▸ **Work request**: In the passage about Moukawsher's rulings, by what vote did the Connecticut Supreme Court decide the appeal of his education decision in 2018?

For eight of his ten years on the bench Moukawsher has presided over complex litigation. From 2015 to 2021, Moukawsher was a complex civil litigation judge in Hartford, Connecticut.

In 2016, he was the author of a nationally quoted decision on a challenge to the constitutional adequacy of the Connecticut education system in CCJEF v. Rell. Moukawsher held the system was adequately funded, but held that state policies concerning the distribution of aid, the evaluation of teachers, and special education were all deficient under the Connecticut Constitutional provision guaranteeing all students a free public education. Moukawsher labelled the state's high school graduation standard "a sugar-cube boat. It dissolves before it's half launched." He was described by the New York Times as a "New England judge with a Southerner's flair for metaphor," saying that he "criticized 'uselessly perfect teacher evaluations' as part of a rating system 'that is little more than cotton candy in a rainstorm.'" The New Yorker described Moukawsher's case as a "smartly written, sometimes sardonic, and unusually pointed ninety page opinion." In 2018, by a 4–3 vote, the Connecticut Supreme Court upheld Moukawsher's first ruling about funding levels and overturned the second ruling on policy inadequacies, leaving state policies unchanged.

In 2019, in City of New Haven v. Purdue Pharma he controversially dismissed claims by cities and towns suing opioid manufacturers during the opioid epidemic in the United States, holding that US states and victims had a right to sue while local government costs "are a long radius and many concentric circles away from the simple observation that promoting more addiction creates more addicts." "[Putting precise numbers" on damages...would be..."junk justice"... The decision won praise in two Wall Street Journal editorials for “rebuking the trial bar and grasping politicians.”

The decision was appealed but the appeal was mooted by bankruptcies and settlements.

In 2021 amidst the COVID-19 pandemic, Moukawsher decided a constitutional challenge to Connecticut Governor Ned Lamont's assumption of emergency powers in CT Freedom Alliance v. Lamont. After a review of historical exercises of emergency powers, Moukawsher agreed with the state that a bona fide emergency existed but held that the doctrine of separation of powers meant that the power required time limits on its exercise, ratification by the General Assembly of past decrees, and the establishment of a system for the General Assembly to overturn gubernatorial decrees. An appeal of the ruling was later dismissed as moot. Following the decision, the Connecticut General Assembly adopted provisions addressing each of the decision's major points.

▸ **Listed entries**:
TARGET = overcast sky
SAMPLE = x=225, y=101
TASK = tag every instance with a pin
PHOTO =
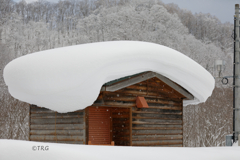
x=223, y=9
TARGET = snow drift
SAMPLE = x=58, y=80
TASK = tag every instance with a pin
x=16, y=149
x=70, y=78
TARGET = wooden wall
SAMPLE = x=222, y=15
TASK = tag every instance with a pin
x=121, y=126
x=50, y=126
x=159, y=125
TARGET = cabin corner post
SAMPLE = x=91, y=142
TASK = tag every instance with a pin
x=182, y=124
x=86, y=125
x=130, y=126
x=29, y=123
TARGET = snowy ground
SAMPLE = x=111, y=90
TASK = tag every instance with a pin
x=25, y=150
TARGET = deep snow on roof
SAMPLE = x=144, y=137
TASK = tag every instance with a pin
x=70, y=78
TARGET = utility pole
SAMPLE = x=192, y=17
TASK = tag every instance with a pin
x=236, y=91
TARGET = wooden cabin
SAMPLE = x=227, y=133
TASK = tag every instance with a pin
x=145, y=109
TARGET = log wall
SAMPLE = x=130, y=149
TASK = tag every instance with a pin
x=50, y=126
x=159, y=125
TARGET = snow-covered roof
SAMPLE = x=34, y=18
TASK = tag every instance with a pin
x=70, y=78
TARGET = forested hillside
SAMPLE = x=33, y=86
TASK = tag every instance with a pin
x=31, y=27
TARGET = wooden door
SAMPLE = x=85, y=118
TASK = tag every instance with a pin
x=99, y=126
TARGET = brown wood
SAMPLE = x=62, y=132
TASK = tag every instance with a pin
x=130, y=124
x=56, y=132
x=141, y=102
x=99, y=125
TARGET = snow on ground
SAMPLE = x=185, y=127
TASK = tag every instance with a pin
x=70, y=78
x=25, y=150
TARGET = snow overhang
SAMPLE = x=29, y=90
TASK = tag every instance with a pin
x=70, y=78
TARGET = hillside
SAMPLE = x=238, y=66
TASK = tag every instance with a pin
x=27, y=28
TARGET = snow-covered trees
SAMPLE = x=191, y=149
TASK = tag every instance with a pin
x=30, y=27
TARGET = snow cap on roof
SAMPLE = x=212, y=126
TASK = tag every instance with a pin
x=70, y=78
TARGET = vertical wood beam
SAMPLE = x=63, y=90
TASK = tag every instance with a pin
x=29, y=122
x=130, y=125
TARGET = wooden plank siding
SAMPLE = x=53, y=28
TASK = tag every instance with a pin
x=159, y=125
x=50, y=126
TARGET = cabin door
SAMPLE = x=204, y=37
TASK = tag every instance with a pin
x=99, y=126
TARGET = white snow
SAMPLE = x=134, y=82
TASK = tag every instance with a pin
* * *
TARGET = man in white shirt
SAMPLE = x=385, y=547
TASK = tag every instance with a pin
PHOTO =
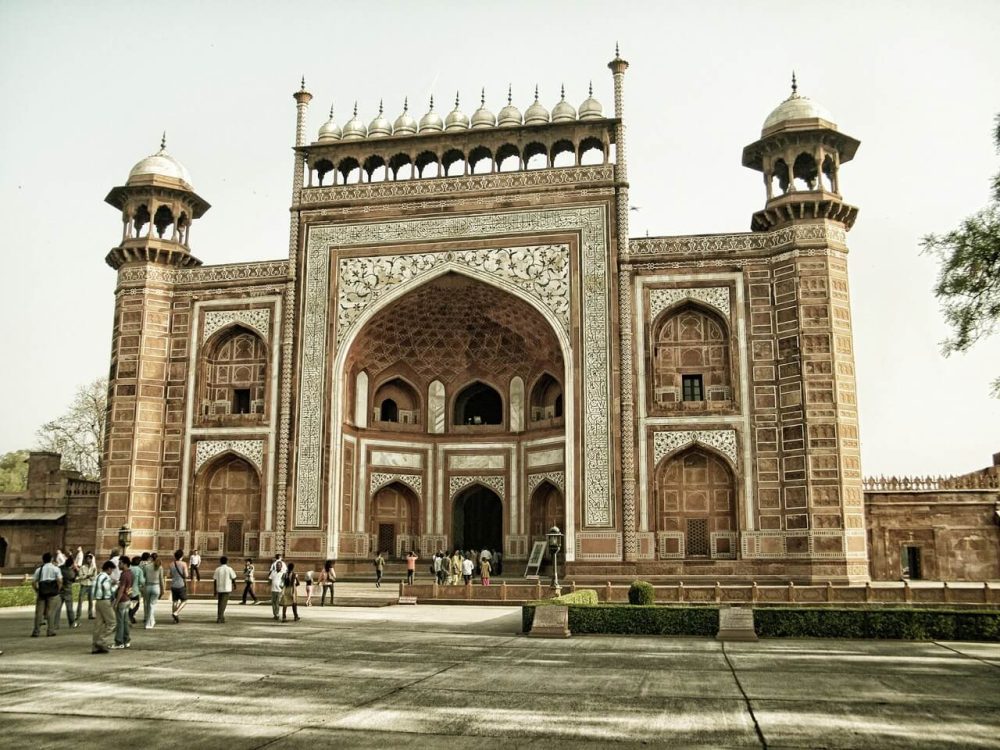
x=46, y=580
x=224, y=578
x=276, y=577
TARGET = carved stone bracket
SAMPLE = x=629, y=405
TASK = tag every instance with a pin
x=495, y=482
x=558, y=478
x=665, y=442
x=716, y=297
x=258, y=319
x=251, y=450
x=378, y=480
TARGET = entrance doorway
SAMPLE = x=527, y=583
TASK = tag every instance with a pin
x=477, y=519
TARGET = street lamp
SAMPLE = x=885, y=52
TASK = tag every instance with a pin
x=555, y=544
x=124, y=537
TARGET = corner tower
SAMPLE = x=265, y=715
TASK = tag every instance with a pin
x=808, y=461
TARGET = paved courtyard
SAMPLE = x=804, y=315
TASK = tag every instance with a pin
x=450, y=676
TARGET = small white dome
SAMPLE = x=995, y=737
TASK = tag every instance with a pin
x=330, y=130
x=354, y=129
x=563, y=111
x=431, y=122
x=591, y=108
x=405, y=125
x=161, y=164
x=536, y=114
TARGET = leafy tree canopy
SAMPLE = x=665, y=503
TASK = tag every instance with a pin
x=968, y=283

▸ **Result of this exercise**: By a 4–3 vote.